Stated problem:
Print the complete set of entries exactly.

Object location annotation data
┌──

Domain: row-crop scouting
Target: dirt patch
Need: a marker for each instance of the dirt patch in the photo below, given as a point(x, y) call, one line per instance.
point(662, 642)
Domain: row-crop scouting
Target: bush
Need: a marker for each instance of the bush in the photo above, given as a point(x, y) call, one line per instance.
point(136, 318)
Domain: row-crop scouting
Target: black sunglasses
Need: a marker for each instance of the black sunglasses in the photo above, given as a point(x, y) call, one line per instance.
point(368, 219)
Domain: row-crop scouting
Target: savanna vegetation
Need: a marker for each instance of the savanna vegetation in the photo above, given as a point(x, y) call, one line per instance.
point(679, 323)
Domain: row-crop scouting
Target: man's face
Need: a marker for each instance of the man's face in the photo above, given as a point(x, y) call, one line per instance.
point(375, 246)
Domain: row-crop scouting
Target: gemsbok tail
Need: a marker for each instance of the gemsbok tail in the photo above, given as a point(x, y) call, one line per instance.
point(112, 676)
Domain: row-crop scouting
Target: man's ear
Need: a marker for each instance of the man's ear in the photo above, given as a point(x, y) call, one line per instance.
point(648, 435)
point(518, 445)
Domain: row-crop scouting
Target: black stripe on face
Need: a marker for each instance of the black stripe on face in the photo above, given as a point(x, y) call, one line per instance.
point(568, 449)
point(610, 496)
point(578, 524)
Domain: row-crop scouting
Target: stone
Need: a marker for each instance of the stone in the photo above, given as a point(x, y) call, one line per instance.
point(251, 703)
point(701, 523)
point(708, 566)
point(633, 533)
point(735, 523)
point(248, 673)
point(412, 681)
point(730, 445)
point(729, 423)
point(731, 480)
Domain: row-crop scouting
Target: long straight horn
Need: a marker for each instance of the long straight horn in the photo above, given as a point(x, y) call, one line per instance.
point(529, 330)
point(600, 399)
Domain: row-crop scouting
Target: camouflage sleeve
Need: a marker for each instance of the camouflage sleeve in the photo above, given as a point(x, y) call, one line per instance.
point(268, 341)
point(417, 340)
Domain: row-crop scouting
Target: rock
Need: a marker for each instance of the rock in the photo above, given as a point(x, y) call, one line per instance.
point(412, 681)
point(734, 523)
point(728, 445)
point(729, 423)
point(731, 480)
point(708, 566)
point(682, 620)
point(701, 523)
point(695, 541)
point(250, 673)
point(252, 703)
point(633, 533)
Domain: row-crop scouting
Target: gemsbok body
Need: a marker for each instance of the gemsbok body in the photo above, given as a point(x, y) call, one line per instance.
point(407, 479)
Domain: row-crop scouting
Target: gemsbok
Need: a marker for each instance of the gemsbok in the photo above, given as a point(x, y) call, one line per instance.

└──

Output for this task:
Domain: row-crop scouting
Target: dirt patch
Need: a marker for each instance of the dirt patch in the photo below, given as a point(x, y) call, one line per instance.
point(662, 642)
Domain: row-crop scouting
Target: bush
Need: a marker for each instance of the bush in the photo above, given as a point(x, y) call, one line per instance.
point(136, 318)
Domain: row-crop scouting
Target: black sunglasses
Need: a marker for each instance of the black sunglasses in the photo above, given as a point(x, y) call, one line per instance.
point(368, 219)
Domain: row-crop scouting
Target: savanna vegetation
Need: a marker for each instance of the savanna vegetation in the photo above, given as a point(x, y) call, one line per instance.
point(679, 323)
Domain: row-crop scouting
Target: man's face
Need: a marker for each instance of the man's face in the photo above, given as a point(x, y) call, one line per instance.
point(375, 246)
Domain: row-crop scouting
Target: gemsbok tail
Need: a marker for each instance of the gemsbok tail in the photo above, given as a point(x, y) call, one line per instance.
point(112, 676)
Domain: row-crop scouting
Target: man's ear
Need: a marker for each instance of the man's ear in the photo above, given as a point(x, y) call, one line per instance.
point(648, 435)
point(518, 445)
Domain: row-crop scouting
Target: black stripe on face
Need: a marker for each instance of the black stripe on face in the photo above, given as a point(x, y) call, one line per instance.
point(568, 449)
point(610, 496)
point(578, 524)
Domain: row-crop scouting
Target: stone
Need: a marker for each instance of the stone in the photo above, given as a point(x, y) call, one line per instance.
point(251, 703)
point(701, 523)
point(708, 566)
point(633, 533)
point(735, 523)
point(248, 673)
point(412, 681)
point(730, 445)
point(729, 423)
point(731, 480)
Domain: row-crop scouting
Target: long straight horn
Need: a marker for each instance of the long straight horn in the photo above, given as a point(x, y) call, one line per instance.
point(529, 330)
point(600, 399)
Domain: row-crop scouting
Target: camouflage sleeve
Need: a marker for each instance of the camouflage sleeve in the photo above, given as a point(x, y) call, one line per instance.
point(268, 341)
point(417, 340)
Domain: row-crop scouting
Target: rock
Need: a marker for each instance of the rock in the photo above, given as a point(x, y) call, one line per instance.
point(412, 681)
point(734, 523)
point(728, 445)
point(729, 423)
point(731, 480)
point(708, 566)
point(682, 620)
point(701, 523)
point(695, 541)
point(250, 673)
point(252, 703)
point(633, 533)
Domain: row-crop scouting
Target: gemsbok body
Need: a marker for each instance of the gemsbok body in the photo above, given as a point(x, y) call, one line per instance.
point(407, 479)
Domain: row-crop scouting
Target: gemsbok
Need: a marker for each instance of the gemsbok in the photo above, given as a point(x, y) call, one line per instance.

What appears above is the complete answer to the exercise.